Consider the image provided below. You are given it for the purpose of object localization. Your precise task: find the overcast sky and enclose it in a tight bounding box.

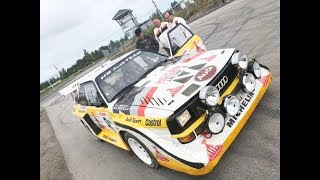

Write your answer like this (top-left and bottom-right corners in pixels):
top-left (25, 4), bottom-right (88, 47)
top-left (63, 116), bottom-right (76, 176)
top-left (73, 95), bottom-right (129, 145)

top-left (40, 0), bottom-right (173, 83)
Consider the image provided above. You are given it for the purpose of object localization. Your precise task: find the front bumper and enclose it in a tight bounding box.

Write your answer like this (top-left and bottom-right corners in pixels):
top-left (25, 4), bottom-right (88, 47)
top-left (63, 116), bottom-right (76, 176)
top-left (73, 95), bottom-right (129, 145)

top-left (157, 67), bottom-right (272, 175)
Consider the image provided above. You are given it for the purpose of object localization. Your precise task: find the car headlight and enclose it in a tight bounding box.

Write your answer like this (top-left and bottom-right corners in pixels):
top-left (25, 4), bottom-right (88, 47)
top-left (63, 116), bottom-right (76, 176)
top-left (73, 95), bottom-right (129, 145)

top-left (176, 110), bottom-right (191, 127)
top-left (248, 59), bottom-right (261, 78)
top-left (240, 73), bottom-right (256, 92)
top-left (199, 86), bottom-right (220, 106)
top-left (223, 95), bottom-right (240, 116)
top-left (207, 112), bottom-right (225, 134)
top-left (231, 51), bottom-right (248, 69)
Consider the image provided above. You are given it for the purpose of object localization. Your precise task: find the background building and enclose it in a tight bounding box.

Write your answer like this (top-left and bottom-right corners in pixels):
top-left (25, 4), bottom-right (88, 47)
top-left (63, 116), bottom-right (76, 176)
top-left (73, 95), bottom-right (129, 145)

top-left (112, 9), bottom-right (139, 40)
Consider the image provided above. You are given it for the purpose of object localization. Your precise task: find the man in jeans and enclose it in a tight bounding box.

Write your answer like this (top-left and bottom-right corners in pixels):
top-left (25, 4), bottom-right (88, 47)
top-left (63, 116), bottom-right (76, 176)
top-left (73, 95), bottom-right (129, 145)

top-left (135, 27), bottom-right (159, 53)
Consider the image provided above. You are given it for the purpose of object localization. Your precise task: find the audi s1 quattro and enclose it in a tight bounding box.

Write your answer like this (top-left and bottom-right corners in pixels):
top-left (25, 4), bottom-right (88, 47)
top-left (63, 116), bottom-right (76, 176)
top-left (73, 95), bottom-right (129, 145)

top-left (60, 45), bottom-right (272, 175)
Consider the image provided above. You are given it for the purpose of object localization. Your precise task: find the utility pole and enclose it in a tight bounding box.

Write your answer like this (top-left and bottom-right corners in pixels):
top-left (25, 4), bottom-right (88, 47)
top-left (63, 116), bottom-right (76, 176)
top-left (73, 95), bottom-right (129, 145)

top-left (53, 64), bottom-right (64, 80)
top-left (152, 0), bottom-right (164, 20)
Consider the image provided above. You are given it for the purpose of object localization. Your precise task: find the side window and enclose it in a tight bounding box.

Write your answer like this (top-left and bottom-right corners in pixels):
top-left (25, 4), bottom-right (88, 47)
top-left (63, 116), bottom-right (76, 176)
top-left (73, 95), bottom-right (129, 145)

top-left (78, 84), bottom-right (87, 105)
top-left (168, 23), bottom-right (193, 54)
top-left (77, 82), bottom-right (106, 107)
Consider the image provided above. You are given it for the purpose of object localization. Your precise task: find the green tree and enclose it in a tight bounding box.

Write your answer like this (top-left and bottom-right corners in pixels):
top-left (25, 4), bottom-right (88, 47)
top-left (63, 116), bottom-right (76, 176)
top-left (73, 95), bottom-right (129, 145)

top-left (149, 11), bottom-right (162, 20)
top-left (59, 68), bottom-right (67, 79)
top-left (109, 40), bottom-right (116, 51)
top-left (171, 1), bottom-right (178, 8)
top-left (120, 37), bottom-right (126, 45)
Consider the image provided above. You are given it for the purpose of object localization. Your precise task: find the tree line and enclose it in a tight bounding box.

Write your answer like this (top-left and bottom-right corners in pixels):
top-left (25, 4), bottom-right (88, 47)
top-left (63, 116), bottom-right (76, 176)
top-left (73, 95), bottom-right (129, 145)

top-left (40, 36), bottom-right (128, 91)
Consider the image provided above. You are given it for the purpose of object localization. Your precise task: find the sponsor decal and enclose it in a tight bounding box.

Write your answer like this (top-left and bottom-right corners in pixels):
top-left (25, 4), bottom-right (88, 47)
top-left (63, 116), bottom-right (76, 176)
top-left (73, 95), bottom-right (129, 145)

top-left (184, 51), bottom-right (205, 63)
top-left (153, 146), bottom-right (169, 162)
top-left (167, 85), bottom-right (184, 97)
top-left (113, 104), bottom-right (130, 111)
top-left (173, 75), bottom-right (193, 83)
top-left (157, 66), bottom-right (182, 84)
top-left (181, 49), bottom-right (188, 56)
top-left (193, 41), bottom-right (205, 53)
top-left (103, 135), bottom-right (117, 142)
top-left (181, 84), bottom-right (200, 96)
top-left (145, 119), bottom-right (162, 127)
top-left (201, 139), bottom-right (222, 161)
top-left (201, 54), bottom-right (217, 62)
top-left (96, 112), bottom-right (106, 117)
top-left (215, 76), bottom-right (228, 92)
top-left (259, 75), bottom-right (270, 86)
top-left (78, 110), bottom-right (86, 113)
top-left (125, 117), bottom-right (142, 124)
top-left (200, 130), bottom-right (212, 139)
top-left (195, 66), bottom-right (217, 81)
top-left (227, 91), bottom-right (254, 128)
top-left (188, 63), bottom-right (206, 70)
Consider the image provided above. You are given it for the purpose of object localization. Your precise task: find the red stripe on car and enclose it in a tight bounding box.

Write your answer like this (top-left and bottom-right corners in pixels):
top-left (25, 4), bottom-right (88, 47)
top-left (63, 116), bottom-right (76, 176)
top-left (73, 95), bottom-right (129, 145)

top-left (138, 87), bottom-right (158, 116)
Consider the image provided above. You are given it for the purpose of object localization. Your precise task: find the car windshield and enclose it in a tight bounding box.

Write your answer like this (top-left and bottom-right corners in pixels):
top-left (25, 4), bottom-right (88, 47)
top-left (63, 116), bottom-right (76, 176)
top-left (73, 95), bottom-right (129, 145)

top-left (95, 50), bottom-right (167, 102)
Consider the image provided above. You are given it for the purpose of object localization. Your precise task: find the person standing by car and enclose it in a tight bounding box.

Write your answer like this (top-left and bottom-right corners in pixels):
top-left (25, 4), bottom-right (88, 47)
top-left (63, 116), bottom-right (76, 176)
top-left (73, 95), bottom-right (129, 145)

top-left (163, 10), bottom-right (190, 30)
top-left (152, 17), bottom-right (170, 55)
top-left (135, 27), bottom-right (159, 53)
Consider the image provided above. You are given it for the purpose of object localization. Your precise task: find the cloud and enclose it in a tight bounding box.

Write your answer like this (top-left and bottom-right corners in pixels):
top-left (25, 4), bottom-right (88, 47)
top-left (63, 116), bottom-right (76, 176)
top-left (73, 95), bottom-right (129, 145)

top-left (40, 0), bottom-right (172, 83)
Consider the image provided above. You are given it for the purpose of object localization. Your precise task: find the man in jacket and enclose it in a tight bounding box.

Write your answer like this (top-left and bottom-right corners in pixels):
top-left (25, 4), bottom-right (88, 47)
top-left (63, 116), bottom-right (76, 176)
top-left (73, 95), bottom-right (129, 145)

top-left (135, 27), bottom-right (159, 53)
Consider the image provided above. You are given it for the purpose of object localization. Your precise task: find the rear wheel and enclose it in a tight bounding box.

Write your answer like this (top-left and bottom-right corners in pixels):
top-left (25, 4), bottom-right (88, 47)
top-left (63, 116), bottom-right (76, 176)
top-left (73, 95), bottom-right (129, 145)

top-left (80, 120), bottom-right (103, 142)
top-left (125, 132), bottom-right (159, 169)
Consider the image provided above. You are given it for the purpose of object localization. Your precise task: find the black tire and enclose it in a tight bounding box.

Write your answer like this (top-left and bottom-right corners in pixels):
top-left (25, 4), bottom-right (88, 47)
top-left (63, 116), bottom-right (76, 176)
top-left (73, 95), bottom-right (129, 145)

top-left (80, 120), bottom-right (103, 142)
top-left (124, 132), bottom-right (159, 169)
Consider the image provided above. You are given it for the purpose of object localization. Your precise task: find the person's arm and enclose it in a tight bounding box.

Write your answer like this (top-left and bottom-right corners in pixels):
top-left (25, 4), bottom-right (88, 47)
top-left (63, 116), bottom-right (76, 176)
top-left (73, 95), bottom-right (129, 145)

top-left (176, 17), bottom-right (190, 29)
top-left (150, 36), bottom-right (159, 53)
top-left (154, 29), bottom-right (163, 48)
top-left (136, 40), bottom-right (141, 49)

++++

_Instructions to follow:_ Extract, from the listing above, every line where the string "tree" occurs.

_Answer box:_
Consider the image provided above. You are given it for the purpose of object localization. Your precise task: find the green tree and enclose it in a tight bounding box.
Consider the image provided above. You are given it for the purpose of object localization. Your precise task: find the tree line and enclose it in a tight bounding box.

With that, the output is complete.